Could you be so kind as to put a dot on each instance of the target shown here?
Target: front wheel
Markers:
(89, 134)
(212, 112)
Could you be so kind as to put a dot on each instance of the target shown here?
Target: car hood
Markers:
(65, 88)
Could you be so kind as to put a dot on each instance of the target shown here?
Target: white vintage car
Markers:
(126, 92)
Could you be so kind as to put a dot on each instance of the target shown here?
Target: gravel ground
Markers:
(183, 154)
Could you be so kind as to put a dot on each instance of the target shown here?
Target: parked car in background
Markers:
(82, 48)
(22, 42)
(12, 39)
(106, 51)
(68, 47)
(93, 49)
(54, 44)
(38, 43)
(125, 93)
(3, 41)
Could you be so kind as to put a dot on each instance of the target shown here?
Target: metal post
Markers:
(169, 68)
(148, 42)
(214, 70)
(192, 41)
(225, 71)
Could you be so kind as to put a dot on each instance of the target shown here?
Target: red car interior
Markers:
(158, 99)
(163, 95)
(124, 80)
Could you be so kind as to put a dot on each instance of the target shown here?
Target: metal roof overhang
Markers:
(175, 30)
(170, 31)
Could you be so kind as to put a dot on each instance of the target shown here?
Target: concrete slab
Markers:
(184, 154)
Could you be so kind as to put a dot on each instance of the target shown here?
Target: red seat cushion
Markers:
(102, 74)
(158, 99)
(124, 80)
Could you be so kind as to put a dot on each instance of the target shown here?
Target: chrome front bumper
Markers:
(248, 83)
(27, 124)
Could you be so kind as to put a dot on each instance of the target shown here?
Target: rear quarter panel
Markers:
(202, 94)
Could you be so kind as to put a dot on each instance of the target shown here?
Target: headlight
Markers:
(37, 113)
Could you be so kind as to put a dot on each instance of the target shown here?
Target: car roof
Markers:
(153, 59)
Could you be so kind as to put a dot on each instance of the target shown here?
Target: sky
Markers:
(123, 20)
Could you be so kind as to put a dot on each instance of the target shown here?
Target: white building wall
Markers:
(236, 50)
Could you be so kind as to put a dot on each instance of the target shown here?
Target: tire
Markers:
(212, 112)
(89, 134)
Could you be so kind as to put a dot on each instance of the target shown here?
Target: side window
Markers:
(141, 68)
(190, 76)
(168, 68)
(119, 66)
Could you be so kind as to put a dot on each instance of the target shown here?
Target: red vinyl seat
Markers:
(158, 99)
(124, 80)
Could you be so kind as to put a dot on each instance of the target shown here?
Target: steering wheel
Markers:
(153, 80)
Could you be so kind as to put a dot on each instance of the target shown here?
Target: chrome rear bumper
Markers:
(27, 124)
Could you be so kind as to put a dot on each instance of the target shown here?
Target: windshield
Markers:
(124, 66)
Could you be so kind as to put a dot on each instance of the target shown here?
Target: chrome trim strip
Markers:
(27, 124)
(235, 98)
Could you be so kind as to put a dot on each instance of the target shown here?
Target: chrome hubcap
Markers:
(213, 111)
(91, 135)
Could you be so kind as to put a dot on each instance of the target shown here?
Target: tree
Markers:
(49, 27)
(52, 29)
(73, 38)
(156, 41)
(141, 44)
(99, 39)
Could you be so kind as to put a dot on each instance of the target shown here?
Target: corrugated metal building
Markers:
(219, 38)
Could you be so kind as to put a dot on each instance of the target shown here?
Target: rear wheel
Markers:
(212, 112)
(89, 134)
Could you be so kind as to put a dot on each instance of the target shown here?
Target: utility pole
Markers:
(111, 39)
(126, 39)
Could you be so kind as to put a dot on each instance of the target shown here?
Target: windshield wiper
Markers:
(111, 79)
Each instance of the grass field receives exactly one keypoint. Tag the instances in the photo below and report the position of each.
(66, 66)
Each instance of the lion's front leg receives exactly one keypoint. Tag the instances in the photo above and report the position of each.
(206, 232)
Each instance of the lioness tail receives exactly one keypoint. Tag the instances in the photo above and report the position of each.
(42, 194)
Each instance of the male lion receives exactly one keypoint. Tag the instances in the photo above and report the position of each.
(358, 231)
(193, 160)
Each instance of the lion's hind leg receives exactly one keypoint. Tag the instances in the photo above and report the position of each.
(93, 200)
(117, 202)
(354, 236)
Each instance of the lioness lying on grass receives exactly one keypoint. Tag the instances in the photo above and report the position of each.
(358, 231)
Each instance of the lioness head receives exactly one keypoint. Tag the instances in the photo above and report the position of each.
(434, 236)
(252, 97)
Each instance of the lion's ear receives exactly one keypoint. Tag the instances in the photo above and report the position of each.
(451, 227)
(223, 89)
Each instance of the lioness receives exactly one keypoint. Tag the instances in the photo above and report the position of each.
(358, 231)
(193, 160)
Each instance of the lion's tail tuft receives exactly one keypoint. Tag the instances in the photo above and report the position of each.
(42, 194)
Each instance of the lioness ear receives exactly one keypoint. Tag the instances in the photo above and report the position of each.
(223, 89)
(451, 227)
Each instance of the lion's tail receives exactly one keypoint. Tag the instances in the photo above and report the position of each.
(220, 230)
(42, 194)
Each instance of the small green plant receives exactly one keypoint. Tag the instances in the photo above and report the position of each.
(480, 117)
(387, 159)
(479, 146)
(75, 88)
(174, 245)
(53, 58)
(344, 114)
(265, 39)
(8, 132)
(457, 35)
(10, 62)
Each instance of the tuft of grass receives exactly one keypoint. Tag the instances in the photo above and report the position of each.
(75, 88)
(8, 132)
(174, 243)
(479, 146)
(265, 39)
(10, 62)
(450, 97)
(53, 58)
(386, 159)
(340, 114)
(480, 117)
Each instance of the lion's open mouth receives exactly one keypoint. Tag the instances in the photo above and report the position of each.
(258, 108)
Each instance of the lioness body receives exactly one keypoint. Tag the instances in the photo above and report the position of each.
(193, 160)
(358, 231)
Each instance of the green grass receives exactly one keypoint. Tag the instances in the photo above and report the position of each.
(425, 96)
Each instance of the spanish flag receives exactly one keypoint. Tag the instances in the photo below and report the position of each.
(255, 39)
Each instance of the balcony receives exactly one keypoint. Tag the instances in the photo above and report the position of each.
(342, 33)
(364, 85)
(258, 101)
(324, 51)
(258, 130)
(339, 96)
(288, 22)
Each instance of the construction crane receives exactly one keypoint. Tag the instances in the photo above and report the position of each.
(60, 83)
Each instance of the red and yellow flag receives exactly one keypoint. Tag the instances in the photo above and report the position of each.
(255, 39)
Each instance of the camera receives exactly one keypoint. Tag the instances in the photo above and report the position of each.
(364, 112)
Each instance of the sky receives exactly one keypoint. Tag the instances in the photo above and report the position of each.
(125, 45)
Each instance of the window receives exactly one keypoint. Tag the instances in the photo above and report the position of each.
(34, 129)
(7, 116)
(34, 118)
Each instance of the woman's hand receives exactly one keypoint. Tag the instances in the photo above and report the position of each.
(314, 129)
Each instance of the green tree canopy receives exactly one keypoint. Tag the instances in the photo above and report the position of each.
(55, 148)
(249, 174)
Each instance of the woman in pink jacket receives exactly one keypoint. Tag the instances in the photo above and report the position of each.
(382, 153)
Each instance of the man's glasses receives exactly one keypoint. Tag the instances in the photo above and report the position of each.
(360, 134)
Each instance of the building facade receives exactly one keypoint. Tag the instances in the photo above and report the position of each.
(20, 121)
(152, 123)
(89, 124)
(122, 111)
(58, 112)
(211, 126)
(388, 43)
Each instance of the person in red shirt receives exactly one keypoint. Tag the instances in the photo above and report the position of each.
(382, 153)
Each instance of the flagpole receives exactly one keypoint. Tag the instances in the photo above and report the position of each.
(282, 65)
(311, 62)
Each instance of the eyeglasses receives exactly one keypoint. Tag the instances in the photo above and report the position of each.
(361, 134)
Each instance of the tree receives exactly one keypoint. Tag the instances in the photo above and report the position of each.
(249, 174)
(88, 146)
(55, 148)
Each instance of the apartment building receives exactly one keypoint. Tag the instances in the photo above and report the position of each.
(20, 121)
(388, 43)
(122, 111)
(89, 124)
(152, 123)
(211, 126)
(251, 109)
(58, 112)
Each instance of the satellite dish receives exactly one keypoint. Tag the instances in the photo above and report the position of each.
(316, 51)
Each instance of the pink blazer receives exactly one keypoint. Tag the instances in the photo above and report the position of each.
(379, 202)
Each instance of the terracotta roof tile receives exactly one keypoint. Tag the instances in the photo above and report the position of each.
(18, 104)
+--
▶ _Activity_
State how many lines in the entries hold "wheel", please, with no other words.

▶ _Exercise answer_
3